Copy out each line below exactly as it appears.

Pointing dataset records
######

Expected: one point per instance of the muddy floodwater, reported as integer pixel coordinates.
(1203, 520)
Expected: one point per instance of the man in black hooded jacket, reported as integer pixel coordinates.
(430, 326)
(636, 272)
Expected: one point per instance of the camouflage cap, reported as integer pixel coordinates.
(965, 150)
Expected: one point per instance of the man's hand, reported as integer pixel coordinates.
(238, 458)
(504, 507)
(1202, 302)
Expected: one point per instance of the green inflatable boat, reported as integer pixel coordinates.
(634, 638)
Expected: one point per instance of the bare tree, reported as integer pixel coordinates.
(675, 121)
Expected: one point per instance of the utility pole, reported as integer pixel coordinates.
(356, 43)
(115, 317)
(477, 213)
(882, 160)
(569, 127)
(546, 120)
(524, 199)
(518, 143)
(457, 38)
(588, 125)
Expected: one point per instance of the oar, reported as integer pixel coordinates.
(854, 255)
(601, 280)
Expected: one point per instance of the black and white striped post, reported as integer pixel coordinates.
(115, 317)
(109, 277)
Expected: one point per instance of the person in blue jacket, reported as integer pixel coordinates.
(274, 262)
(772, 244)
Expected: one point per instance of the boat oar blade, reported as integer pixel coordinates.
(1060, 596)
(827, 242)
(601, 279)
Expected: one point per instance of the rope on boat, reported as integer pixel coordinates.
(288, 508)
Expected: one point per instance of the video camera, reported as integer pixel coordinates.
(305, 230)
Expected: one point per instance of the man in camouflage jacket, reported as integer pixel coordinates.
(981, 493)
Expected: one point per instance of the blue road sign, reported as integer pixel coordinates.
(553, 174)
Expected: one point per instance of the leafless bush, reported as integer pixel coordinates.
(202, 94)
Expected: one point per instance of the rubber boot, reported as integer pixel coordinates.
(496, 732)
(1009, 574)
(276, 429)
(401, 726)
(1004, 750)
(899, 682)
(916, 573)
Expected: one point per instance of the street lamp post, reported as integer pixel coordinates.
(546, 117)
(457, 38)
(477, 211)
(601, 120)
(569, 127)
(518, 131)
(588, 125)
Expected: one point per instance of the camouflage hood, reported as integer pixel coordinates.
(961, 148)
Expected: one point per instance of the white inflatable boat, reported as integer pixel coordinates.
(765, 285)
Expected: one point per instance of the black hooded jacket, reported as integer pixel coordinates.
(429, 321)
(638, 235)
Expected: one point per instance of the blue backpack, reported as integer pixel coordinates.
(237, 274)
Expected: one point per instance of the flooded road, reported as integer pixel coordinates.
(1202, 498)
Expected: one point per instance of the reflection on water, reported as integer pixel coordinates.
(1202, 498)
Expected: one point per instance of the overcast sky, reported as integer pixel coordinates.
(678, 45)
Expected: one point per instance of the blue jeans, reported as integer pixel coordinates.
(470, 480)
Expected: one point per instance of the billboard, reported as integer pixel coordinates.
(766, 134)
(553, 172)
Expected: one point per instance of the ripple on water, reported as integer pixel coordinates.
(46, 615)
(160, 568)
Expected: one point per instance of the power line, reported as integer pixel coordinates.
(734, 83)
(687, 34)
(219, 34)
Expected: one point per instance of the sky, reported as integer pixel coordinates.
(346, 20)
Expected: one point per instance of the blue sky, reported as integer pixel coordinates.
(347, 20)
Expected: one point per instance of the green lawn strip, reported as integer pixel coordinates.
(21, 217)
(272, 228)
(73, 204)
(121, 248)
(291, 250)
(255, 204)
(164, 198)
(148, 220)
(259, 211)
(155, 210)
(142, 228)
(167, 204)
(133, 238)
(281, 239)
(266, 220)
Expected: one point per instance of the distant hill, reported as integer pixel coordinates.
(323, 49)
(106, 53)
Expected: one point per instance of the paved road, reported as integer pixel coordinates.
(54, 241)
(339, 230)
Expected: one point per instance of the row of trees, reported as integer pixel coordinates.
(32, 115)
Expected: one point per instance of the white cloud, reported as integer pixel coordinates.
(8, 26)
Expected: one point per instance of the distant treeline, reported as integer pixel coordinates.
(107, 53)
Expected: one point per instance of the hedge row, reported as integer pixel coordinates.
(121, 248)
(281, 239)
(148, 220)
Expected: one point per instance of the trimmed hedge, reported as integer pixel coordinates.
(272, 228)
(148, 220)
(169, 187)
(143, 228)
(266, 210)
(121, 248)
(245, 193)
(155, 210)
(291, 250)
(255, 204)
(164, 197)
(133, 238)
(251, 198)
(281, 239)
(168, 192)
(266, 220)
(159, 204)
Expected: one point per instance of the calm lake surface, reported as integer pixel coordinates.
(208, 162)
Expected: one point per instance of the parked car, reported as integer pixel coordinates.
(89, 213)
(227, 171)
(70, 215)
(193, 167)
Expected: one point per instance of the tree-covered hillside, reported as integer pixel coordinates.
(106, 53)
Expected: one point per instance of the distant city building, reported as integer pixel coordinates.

######

→ Result for this task
Expected: one point per instance of the muddy floodwater, reported as integer pixel coordinates.
(1203, 520)
Expected: one point per instance of the man in black hooded jacket, reported as integer pixel coordinates.
(430, 326)
(636, 272)
Expected: one point per instance of the camouflage cap, reported as integer pixel coordinates.
(965, 150)
Expected: one point per instance of the man's hand, reported as integer pixel coordinates.
(238, 458)
(504, 507)
(1202, 302)
Expected: one point per instance of the green inflatable boat, reported as integer pixel coordinates.
(634, 638)
Expected: one point per instance of the bare tree, reported as integer pixel coordinates.
(675, 121)
Expected: one point per instance of the utility pole, reported as integer pixel coordinates.
(356, 43)
(115, 317)
(477, 213)
(882, 160)
(569, 127)
(546, 120)
(524, 199)
(518, 143)
(457, 38)
(588, 125)
Expected: one point per instance of the oar, reported as integer pixel coordinates.
(854, 255)
(601, 280)
Expected: one point per instance of the black and white striped post, reported as integer pixel coordinates.
(115, 317)
(109, 277)
Expected: one point per instance of the person in blue jacket, reported as integer pixel coordinates.
(274, 262)
(772, 244)
Expected: one point per instance of the boat oar blade, reported as integer pixel coordinates.
(1060, 596)
(827, 242)
(601, 279)
Expected: one point per instance of the rope on boat, reported as integer pixel coordinates.
(288, 508)
Expected: one point per instance of the video camera, reported as integer pixel coordinates.
(305, 230)
Expected: one point per instance of the man in camouflage jacket, reported as integer pixel coordinates.
(981, 493)
Expected: one point per instance of the blue road sign, reported as integer pixel coordinates.
(553, 174)
Expected: one point per instance of the leafless bush, reported as integer pixel coordinates.
(202, 94)
Expected: one point per instance of the rubber boot, reported as integer pixel coordinates.
(496, 732)
(1009, 574)
(276, 429)
(401, 726)
(1004, 750)
(899, 682)
(916, 573)
Expected: one point per instance of the street lamp post, reported as integer pixel coordinates.
(546, 117)
(457, 38)
(477, 211)
(601, 120)
(569, 127)
(518, 131)
(588, 125)
Expected: one point per instance of the camouflage hood, reported as integer pixel coordinates.
(961, 148)
Expected: one point per instance of the white inflatable boat, reported as integer pixel coordinates.
(765, 285)
Expected: one point per instance of the black hooded jacket, reported as integer pixel coordinates.
(429, 321)
(638, 235)
Expected: one point per instance of the blue backpack, reported as integer pixel coordinates.
(237, 274)
Expected: one point per instance of the flooded road, reported as integer pixel coordinates.
(1202, 498)
Expected: one point per instance of the reflection on water, reported as integer pixel coordinates.
(1202, 498)
Expected: one point per instance of the overcast sky, reported as integer pixel coordinates.
(678, 45)
Expected: one point per instance of the blue jeans, reported as integer pixel coordinates.
(470, 480)
Expected: one point per instance of the billboard, reported as integer pixel coordinates.
(766, 134)
(553, 172)
Expected: one point per instance of the ripple on water, reported as integer pixel coordinates.
(46, 615)
(160, 568)
Expected: one point per instance of the power line, reported as integer pixel coordinates.
(734, 83)
(687, 34)
(219, 34)
Expected: one point per instance of the sky, reported as integer pixel coordinates.
(346, 20)
Expected: one point per instance of the blue sky, reported as integer pixel coordinates.
(347, 20)
Expected: one point per instance of the green lawn strip, reported as integer pixel coordinates.
(21, 217)
(272, 228)
(73, 204)
(121, 248)
(291, 250)
(255, 204)
(164, 198)
(148, 220)
(259, 211)
(155, 210)
(142, 228)
(167, 204)
(133, 238)
(281, 239)
(266, 220)
Expected: one point per instance of the distant hill, reported as integer pixel coordinates.
(323, 49)
(106, 53)
Expected: one point per instance of the paved road, reported as integer pixel coordinates.
(54, 241)
(339, 230)
Expected: one point per instance of the row of trees, reported as integer pixel coordinates.
(32, 115)
Expected: one point per instance of the white cloud, reported as integer pixel coordinates.
(8, 26)
Expected: one point per instance of the distant treeline, reported as integer pixel coordinates.
(107, 53)
Expected: one point per instance of the hedge row, reported as integer pixel coordinates.
(121, 248)
(281, 239)
(148, 220)
Expected: one point per instance of the trimmed hedge, reported as integer pixel coordinates.
(272, 228)
(148, 220)
(169, 187)
(143, 228)
(266, 210)
(121, 248)
(245, 193)
(155, 210)
(291, 250)
(255, 204)
(164, 197)
(133, 238)
(251, 198)
(281, 239)
(168, 192)
(266, 220)
(159, 204)
Expected: one point per instance of the calm lake surface, reported as integer pixel coordinates.
(208, 162)
Expected: one point per instance of the parked car, reported as integer pixel coordinates.
(89, 213)
(227, 171)
(70, 215)
(193, 167)
Expected: one point per instance of the tree-covered hillside, reported as integer pixel coordinates.
(106, 53)
Expected: one point per instance of the distant city building, reported as integer pixel coordinates.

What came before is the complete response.